**Goal of the exercise:** A word-for-word copy of the entries, with images excluded, is the expected answer.
|---|
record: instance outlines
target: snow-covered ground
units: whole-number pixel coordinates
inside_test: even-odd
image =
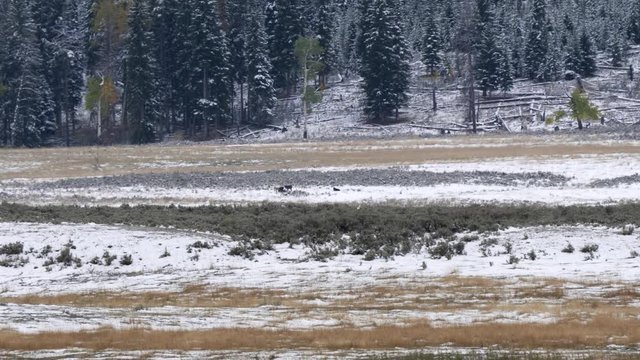
[[[21,332],[52,330],[149,327],[154,329],[212,329],[228,327],[307,329],[310,327],[401,324],[428,321],[434,326],[477,322],[553,322],[556,315],[545,312],[523,312],[469,306],[467,309],[437,307],[405,307],[405,301],[424,295],[411,293],[398,298],[379,299],[387,307],[357,306],[336,311],[335,302],[366,296],[375,287],[403,288],[427,286],[439,278],[454,274],[459,277],[483,277],[507,281],[517,290],[527,283],[518,279],[554,278],[566,282],[567,299],[583,299],[602,295],[599,287],[576,286],[578,283],[606,281],[608,287],[634,284],[640,279],[640,251],[637,236],[624,236],[619,229],[605,227],[533,227],[506,229],[490,236],[493,245],[483,246],[481,237],[467,244],[465,255],[451,260],[435,260],[426,249],[393,259],[363,261],[362,256],[339,255],[327,262],[309,259],[309,249],[302,245],[276,245],[274,250],[258,254],[254,259],[230,256],[236,245],[228,237],[215,234],[149,230],[122,226],[51,225],[32,223],[0,223],[0,246],[20,242],[21,255],[0,255],[0,260],[23,259],[23,266],[3,268],[0,298],[9,299],[0,306],[3,323],[0,328]],[[196,241],[206,242],[211,249],[189,250]],[[567,244],[574,253],[564,253]],[[507,254],[507,244],[511,252]],[[599,249],[590,256],[580,251],[585,245]],[[51,253],[41,255],[50,246]],[[45,264],[65,247],[80,259],[75,263]],[[483,250],[484,247],[484,250]],[[536,259],[528,253],[533,251]],[[117,255],[110,266],[91,264],[105,252]],[[169,256],[163,257],[163,254]],[[121,265],[123,255],[132,255],[131,265]],[[197,255],[197,257],[196,257]],[[511,256],[519,259],[508,264]],[[95,292],[136,293],[148,291],[180,292],[189,284],[206,284],[211,289],[240,288],[282,290],[294,294],[313,294],[303,303],[304,309],[287,307],[277,302],[255,307],[180,307],[136,308],[77,307],[72,305],[12,304],[11,297],[24,295],[51,296]],[[519,285],[520,284],[520,285]],[[573,284],[573,285],[572,285]],[[613,285],[611,285],[613,284]],[[598,285],[601,286],[601,285]],[[491,289],[485,289],[491,291]],[[446,292],[434,294],[447,298]],[[460,299],[464,301],[464,299]],[[385,303],[386,302],[386,303]],[[450,303],[449,305],[453,305]],[[633,305],[633,304],[631,304]],[[640,306],[637,303],[633,306]]]
[[[504,158],[484,161],[434,161],[421,165],[403,167],[377,167],[391,169],[397,176],[407,171],[428,171],[434,174],[458,172],[464,178],[447,179],[429,185],[397,185],[394,179],[379,183],[368,181],[359,184],[349,179],[348,173],[354,167],[331,167],[313,169],[318,172],[344,172],[341,179],[326,180],[320,185],[297,185],[292,192],[282,193],[273,184],[265,184],[260,172],[243,173],[243,177],[255,178],[244,181],[254,185],[220,184],[214,182],[201,185],[198,179],[172,181],[171,174],[166,181],[153,183],[141,178],[118,185],[118,179],[97,184],[47,186],[51,180],[4,181],[0,182],[0,200],[26,204],[73,204],[108,205],[128,204],[180,204],[210,205],[220,203],[251,202],[302,202],[302,203],[544,203],[566,204],[613,204],[640,200],[640,155],[606,154],[578,156],[544,156],[536,158]],[[469,179],[477,172],[521,174],[525,177],[519,183],[492,183],[482,180],[480,184]],[[273,173],[273,172],[272,172]],[[279,178],[287,181],[288,171],[279,172]],[[544,173],[567,179],[560,184],[541,186],[525,181],[527,174]],[[293,174],[290,173],[289,174]],[[269,174],[267,174],[269,175]],[[296,174],[299,175],[299,174]],[[309,175],[313,177],[314,175]],[[294,176],[289,176],[293,178]],[[374,185],[372,185],[372,183]],[[285,185],[285,183],[279,184]]]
|---|
**Problem solution:**
record: instance outlines
target: snow-covered ground
units: whole-number pixel coordinates
inside_test: even-odd
image =
[[[21,332],[52,330],[149,327],[154,329],[212,329],[228,327],[307,329],[310,327],[401,324],[428,321],[434,326],[477,322],[553,322],[556,315],[545,312],[523,312],[469,306],[467,309],[437,307],[405,307],[405,301],[424,295],[411,293],[398,298],[379,299],[387,307],[357,306],[336,311],[335,302],[366,296],[375,287],[403,288],[427,286],[439,278],[454,274],[459,277],[483,277],[507,281],[517,290],[527,283],[518,279],[554,278],[566,282],[567,299],[583,299],[602,295],[599,287],[576,286],[578,283],[606,281],[608,287],[634,284],[640,279],[640,251],[637,236],[624,236],[619,229],[605,227],[533,227],[506,229],[490,236],[493,245],[483,246],[481,237],[467,244],[465,255],[451,260],[435,260],[426,249],[393,259],[363,261],[362,256],[339,255],[327,262],[309,259],[309,249],[302,245],[276,245],[274,250],[258,254],[254,259],[230,256],[236,245],[228,237],[215,234],[149,230],[122,226],[51,225],[32,223],[0,223],[0,246],[20,242],[21,255],[0,255],[0,260],[23,259],[23,266],[3,268],[0,298],[9,299],[0,306],[3,323],[0,328]],[[196,241],[206,242],[211,249],[189,250]],[[567,244],[574,253],[564,253]],[[507,254],[507,244],[511,252]],[[599,249],[590,256],[580,251],[585,245]],[[51,253],[41,255],[50,246]],[[45,264],[65,247],[80,259],[75,263]],[[483,250],[484,247],[484,250]],[[536,259],[528,253],[533,251]],[[117,255],[110,266],[91,264],[105,252]],[[169,256],[163,257],[163,254]],[[121,265],[123,255],[132,255],[131,265]],[[197,255],[197,257],[196,257]],[[511,256],[519,259],[508,264]],[[95,292],[136,293],[148,291],[180,292],[189,284],[206,284],[211,289],[240,288],[282,290],[294,294],[313,294],[303,303],[304,309],[287,307],[277,302],[255,307],[180,307],[136,308],[77,307],[72,305],[12,304],[11,297],[24,295],[51,296]],[[519,285],[520,284],[520,285]],[[573,284],[573,285],[572,285]],[[613,285],[611,285],[613,284]],[[598,285],[601,286],[601,285]],[[491,289],[485,289],[491,291]],[[446,292],[434,294],[447,298]],[[460,299],[464,301],[464,299]],[[385,303],[386,302],[386,303]],[[450,303],[449,305],[453,305]],[[633,305],[633,304],[631,304]],[[640,306],[637,303],[633,306]]]
[[[504,158],[484,161],[434,161],[421,165],[403,167],[377,167],[391,169],[397,176],[407,171],[428,171],[434,174],[458,172],[464,178],[447,179],[429,185],[397,185],[394,179],[379,183],[368,181],[359,184],[349,179],[348,173],[354,167],[331,167],[313,169],[318,172],[344,172],[341,179],[326,180],[320,185],[297,185],[292,192],[282,193],[273,184],[265,184],[260,172],[243,173],[243,177],[255,178],[244,181],[254,185],[220,184],[214,182],[201,185],[198,179],[172,181],[171,174],[166,181],[153,183],[141,178],[118,185],[118,179],[97,184],[47,186],[51,180],[4,181],[0,182],[0,200],[26,204],[73,204],[108,205],[128,204],[180,204],[210,205],[220,203],[251,202],[302,202],[302,203],[544,203],[566,204],[613,204],[640,200],[640,155],[606,154],[578,156],[544,156],[536,158]],[[469,179],[477,172],[521,174],[525,177],[519,183],[492,183],[482,180],[480,184]],[[273,173],[273,172],[272,172]],[[279,178],[287,181],[288,171],[279,172]],[[544,173],[567,179],[560,184],[541,186],[525,181],[527,174]],[[293,174],[290,173],[289,174]],[[269,174],[267,174],[269,175]],[[296,174],[299,175],[299,174]],[[309,175],[313,177],[314,175]],[[294,176],[289,176],[293,178]],[[374,185],[372,185],[372,183]],[[285,185],[285,183],[279,184]]]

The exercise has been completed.